__Task to complete__:
Count how many lines in the rows below contain the string "tram", and reply with only that number.

__Records provided__:
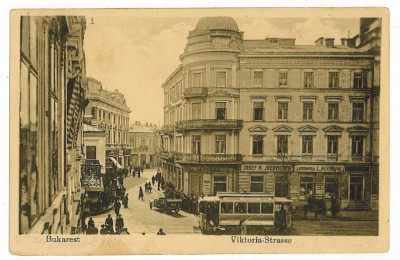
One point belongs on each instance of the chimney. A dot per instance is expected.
(329, 42)
(319, 41)
(351, 42)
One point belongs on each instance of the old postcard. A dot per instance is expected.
(199, 131)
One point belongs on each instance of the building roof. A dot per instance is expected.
(217, 23)
(135, 128)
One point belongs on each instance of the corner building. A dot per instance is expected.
(270, 116)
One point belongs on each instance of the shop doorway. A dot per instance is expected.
(356, 189)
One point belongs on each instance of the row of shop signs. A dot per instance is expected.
(324, 168)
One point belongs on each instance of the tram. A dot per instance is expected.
(227, 210)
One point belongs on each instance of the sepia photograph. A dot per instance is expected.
(246, 126)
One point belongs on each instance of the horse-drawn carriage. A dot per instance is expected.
(168, 205)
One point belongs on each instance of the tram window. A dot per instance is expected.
(254, 208)
(226, 207)
(202, 207)
(267, 208)
(241, 207)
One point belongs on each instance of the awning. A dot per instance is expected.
(115, 162)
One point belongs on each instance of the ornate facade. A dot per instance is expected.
(271, 116)
(51, 67)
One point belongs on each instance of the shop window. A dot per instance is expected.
(307, 188)
(308, 111)
(219, 184)
(258, 79)
(281, 186)
(226, 207)
(333, 111)
(220, 110)
(332, 145)
(254, 208)
(258, 111)
(258, 144)
(308, 79)
(333, 79)
(257, 183)
(91, 152)
(267, 208)
(283, 110)
(331, 187)
(240, 207)
(220, 144)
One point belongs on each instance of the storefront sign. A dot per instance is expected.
(266, 168)
(319, 168)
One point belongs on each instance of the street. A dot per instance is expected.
(138, 217)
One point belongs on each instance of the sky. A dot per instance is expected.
(136, 54)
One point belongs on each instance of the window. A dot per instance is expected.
(282, 144)
(257, 144)
(282, 110)
(331, 186)
(267, 208)
(333, 79)
(257, 184)
(307, 145)
(357, 146)
(258, 78)
(219, 184)
(332, 145)
(241, 207)
(90, 152)
(220, 110)
(333, 111)
(196, 110)
(220, 144)
(358, 80)
(307, 188)
(308, 79)
(282, 79)
(358, 112)
(254, 208)
(221, 79)
(226, 207)
(258, 111)
(196, 144)
(197, 80)
(281, 186)
(308, 111)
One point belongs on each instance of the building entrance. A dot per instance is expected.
(356, 189)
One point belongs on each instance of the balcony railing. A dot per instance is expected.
(195, 92)
(209, 158)
(210, 124)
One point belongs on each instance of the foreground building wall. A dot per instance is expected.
(270, 116)
(52, 64)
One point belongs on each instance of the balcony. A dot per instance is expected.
(209, 124)
(195, 92)
(209, 158)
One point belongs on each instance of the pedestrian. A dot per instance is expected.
(109, 223)
(103, 230)
(119, 224)
(117, 207)
(91, 223)
(161, 232)
(141, 193)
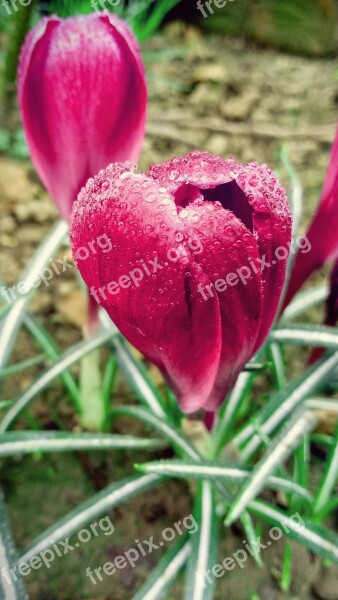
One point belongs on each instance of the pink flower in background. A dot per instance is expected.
(195, 268)
(323, 231)
(332, 301)
(82, 95)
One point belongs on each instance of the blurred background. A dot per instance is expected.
(250, 79)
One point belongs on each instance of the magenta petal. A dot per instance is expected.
(272, 228)
(322, 234)
(226, 245)
(82, 96)
(163, 315)
(332, 301)
(207, 223)
(267, 213)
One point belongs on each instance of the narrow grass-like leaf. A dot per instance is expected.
(22, 366)
(11, 588)
(279, 450)
(178, 440)
(12, 322)
(135, 372)
(27, 442)
(278, 366)
(88, 511)
(322, 404)
(317, 336)
(48, 346)
(282, 403)
(329, 477)
(44, 380)
(251, 537)
(204, 546)
(217, 471)
(228, 416)
(316, 538)
(166, 572)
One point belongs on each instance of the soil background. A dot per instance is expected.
(229, 98)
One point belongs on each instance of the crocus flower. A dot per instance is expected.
(195, 268)
(82, 95)
(332, 301)
(323, 231)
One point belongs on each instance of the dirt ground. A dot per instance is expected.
(208, 93)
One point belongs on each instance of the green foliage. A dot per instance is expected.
(143, 16)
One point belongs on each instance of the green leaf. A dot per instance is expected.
(316, 538)
(135, 372)
(48, 346)
(204, 546)
(11, 588)
(12, 322)
(50, 374)
(317, 336)
(216, 471)
(22, 366)
(112, 496)
(305, 300)
(178, 440)
(284, 402)
(329, 477)
(278, 451)
(166, 572)
(26, 442)
(228, 417)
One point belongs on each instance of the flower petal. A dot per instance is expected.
(229, 257)
(267, 212)
(162, 314)
(78, 79)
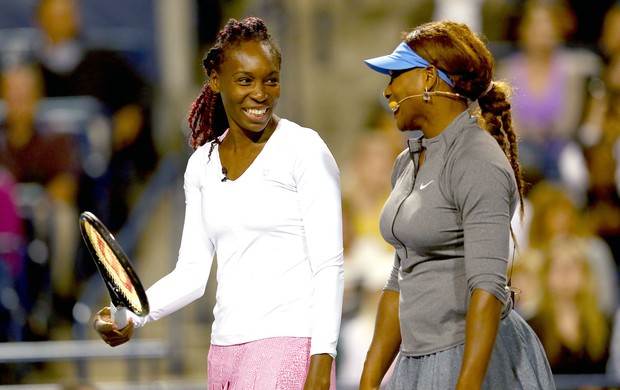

__Task result__:
2